* [STATED PROBLEM] Count the lines in the data below that contain the word "rapeseed", and reply with only that number.

* [RAW RECORDS]

_ _ _ _ _

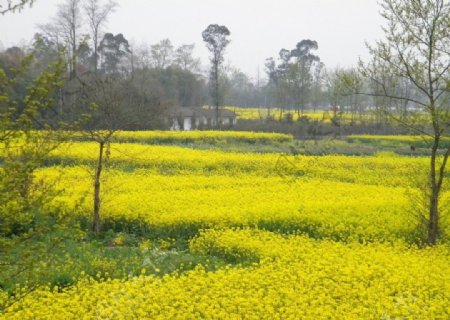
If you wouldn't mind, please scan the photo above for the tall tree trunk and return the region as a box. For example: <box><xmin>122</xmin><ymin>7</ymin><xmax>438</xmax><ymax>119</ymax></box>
<box><xmin>427</xmin><ymin>132</ymin><xmax>445</xmax><ymax>245</ymax></box>
<box><xmin>92</xmin><ymin>142</ymin><xmax>105</xmax><ymax>234</ymax></box>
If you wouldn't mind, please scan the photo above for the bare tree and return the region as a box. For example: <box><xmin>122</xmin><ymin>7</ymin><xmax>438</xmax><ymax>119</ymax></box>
<box><xmin>40</xmin><ymin>0</ymin><xmax>82</xmax><ymax>79</ymax></box>
<box><xmin>347</xmin><ymin>0</ymin><xmax>450</xmax><ymax>245</ymax></box>
<box><xmin>150</xmin><ymin>39</ymin><xmax>173</xmax><ymax>69</ymax></box>
<box><xmin>84</xmin><ymin>0</ymin><xmax>117</xmax><ymax>72</ymax></box>
<box><xmin>175</xmin><ymin>44</ymin><xmax>200</xmax><ymax>73</ymax></box>
<box><xmin>0</xmin><ymin>0</ymin><xmax>35</xmax><ymax>14</ymax></box>
<box><xmin>202</xmin><ymin>24</ymin><xmax>230</xmax><ymax>126</ymax></box>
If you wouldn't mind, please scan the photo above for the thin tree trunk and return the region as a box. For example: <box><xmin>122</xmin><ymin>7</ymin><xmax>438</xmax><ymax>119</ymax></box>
<box><xmin>427</xmin><ymin>135</ymin><xmax>441</xmax><ymax>245</ymax></box>
<box><xmin>92</xmin><ymin>142</ymin><xmax>105</xmax><ymax>234</ymax></box>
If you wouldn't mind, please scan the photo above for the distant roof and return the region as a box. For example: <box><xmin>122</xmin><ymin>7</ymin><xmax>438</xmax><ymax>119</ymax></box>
<box><xmin>169</xmin><ymin>107</ymin><xmax>236</xmax><ymax>118</ymax></box>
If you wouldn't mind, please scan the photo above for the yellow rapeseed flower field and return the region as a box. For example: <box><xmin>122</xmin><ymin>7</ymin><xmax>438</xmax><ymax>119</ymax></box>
<box><xmin>4</xmin><ymin>229</ymin><xmax>450</xmax><ymax>319</ymax></box>
<box><xmin>0</xmin><ymin>132</ymin><xmax>450</xmax><ymax>320</ymax></box>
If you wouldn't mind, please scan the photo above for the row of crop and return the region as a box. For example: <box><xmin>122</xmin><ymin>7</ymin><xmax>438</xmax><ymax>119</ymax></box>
<box><xmin>50</xmin><ymin>142</ymin><xmax>434</xmax><ymax>187</ymax></box>
<box><xmin>41</xmin><ymin>167</ymin><xmax>450</xmax><ymax>242</ymax></box>
<box><xmin>4</xmin><ymin>230</ymin><xmax>450</xmax><ymax>320</ymax></box>
<box><xmin>114</xmin><ymin>131</ymin><xmax>293</xmax><ymax>144</ymax></box>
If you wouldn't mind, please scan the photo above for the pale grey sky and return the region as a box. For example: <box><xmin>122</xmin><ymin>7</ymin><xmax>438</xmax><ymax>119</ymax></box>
<box><xmin>0</xmin><ymin>0</ymin><xmax>383</xmax><ymax>77</ymax></box>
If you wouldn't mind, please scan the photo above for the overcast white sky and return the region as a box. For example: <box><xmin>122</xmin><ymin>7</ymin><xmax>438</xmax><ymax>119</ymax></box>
<box><xmin>0</xmin><ymin>0</ymin><xmax>383</xmax><ymax>77</ymax></box>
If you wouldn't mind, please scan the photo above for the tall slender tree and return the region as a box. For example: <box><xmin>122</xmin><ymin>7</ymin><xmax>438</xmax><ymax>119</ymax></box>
<box><xmin>347</xmin><ymin>0</ymin><xmax>450</xmax><ymax>245</ymax></box>
<box><xmin>84</xmin><ymin>0</ymin><xmax>117</xmax><ymax>72</ymax></box>
<box><xmin>202</xmin><ymin>24</ymin><xmax>230</xmax><ymax>126</ymax></box>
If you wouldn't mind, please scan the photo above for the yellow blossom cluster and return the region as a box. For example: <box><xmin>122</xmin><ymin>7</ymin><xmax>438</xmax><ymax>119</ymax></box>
<box><xmin>41</xmin><ymin>143</ymin><xmax>450</xmax><ymax>241</ymax></box>
<box><xmin>114</xmin><ymin>131</ymin><xmax>293</xmax><ymax>144</ymax></box>
<box><xmin>4</xmin><ymin>230</ymin><xmax>450</xmax><ymax>320</ymax></box>
<box><xmin>0</xmin><ymin>133</ymin><xmax>450</xmax><ymax>320</ymax></box>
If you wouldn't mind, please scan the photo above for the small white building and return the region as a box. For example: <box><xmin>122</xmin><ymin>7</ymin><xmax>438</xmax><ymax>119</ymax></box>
<box><xmin>168</xmin><ymin>107</ymin><xmax>237</xmax><ymax>131</ymax></box>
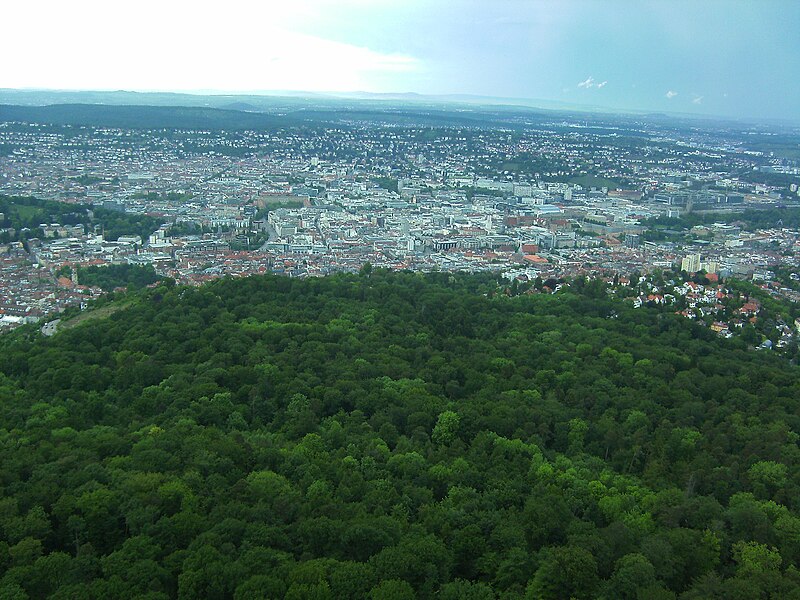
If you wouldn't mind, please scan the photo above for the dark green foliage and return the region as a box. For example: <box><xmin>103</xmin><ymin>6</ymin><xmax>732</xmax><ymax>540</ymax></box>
<box><xmin>0</xmin><ymin>269</ymin><xmax>800</xmax><ymax>600</ymax></box>
<box><xmin>78</xmin><ymin>264</ymin><xmax>159</xmax><ymax>292</ymax></box>
<box><xmin>0</xmin><ymin>194</ymin><xmax>164</xmax><ymax>240</ymax></box>
<box><xmin>0</xmin><ymin>104</ymin><xmax>290</xmax><ymax>130</ymax></box>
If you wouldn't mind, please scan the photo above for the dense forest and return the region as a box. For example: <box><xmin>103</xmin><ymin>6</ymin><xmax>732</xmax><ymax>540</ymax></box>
<box><xmin>0</xmin><ymin>269</ymin><xmax>800</xmax><ymax>600</ymax></box>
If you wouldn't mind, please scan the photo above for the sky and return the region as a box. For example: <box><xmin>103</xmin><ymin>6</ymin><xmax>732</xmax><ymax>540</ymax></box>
<box><xmin>0</xmin><ymin>0</ymin><xmax>800</xmax><ymax>121</ymax></box>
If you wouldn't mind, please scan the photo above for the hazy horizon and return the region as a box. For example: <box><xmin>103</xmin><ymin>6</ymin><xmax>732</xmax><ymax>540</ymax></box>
<box><xmin>0</xmin><ymin>0</ymin><xmax>800</xmax><ymax>121</ymax></box>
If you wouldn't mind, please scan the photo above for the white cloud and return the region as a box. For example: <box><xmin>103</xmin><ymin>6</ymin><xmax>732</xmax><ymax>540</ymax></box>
<box><xmin>0</xmin><ymin>0</ymin><xmax>424</xmax><ymax>91</ymax></box>
<box><xmin>578</xmin><ymin>77</ymin><xmax>608</xmax><ymax>90</ymax></box>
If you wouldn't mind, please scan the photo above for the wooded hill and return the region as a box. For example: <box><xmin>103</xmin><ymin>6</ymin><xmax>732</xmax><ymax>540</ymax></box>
<box><xmin>0</xmin><ymin>269</ymin><xmax>800</xmax><ymax>600</ymax></box>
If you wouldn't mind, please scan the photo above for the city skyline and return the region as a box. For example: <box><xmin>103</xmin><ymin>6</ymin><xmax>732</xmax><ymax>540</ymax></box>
<box><xmin>0</xmin><ymin>0</ymin><xmax>800</xmax><ymax>120</ymax></box>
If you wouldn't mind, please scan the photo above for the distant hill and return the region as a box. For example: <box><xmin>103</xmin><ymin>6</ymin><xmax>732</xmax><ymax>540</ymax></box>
<box><xmin>0</xmin><ymin>104</ymin><xmax>299</xmax><ymax>130</ymax></box>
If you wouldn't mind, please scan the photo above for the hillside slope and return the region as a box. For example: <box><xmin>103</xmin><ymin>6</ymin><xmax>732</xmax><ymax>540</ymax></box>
<box><xmin>0</xmin><ymin>272</ymin><xmax>800</xmax><ymax>600</ymax></box>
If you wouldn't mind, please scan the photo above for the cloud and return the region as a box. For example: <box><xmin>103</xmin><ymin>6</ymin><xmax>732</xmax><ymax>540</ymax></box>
<box><xmin>578</xmin><ymin>77</ymin><xmax>608</xmax><ymax>90</ymax></box>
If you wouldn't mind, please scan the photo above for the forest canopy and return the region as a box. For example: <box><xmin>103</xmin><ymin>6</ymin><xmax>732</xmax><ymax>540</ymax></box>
<box><xmin>0</xmin><ymin>270</ymin><xmax>800</xmax><ymax>600</ymax></box>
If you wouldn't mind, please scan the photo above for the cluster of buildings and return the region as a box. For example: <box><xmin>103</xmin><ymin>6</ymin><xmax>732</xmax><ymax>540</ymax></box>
<box><xmin>0</xmin><ymin>110</ymin><xmax>800</xmax><ymax>325</ymax></box>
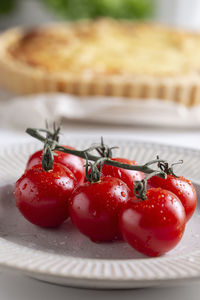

_ _ _ _ _

* [OUTPUT FOR THIS TASK] 1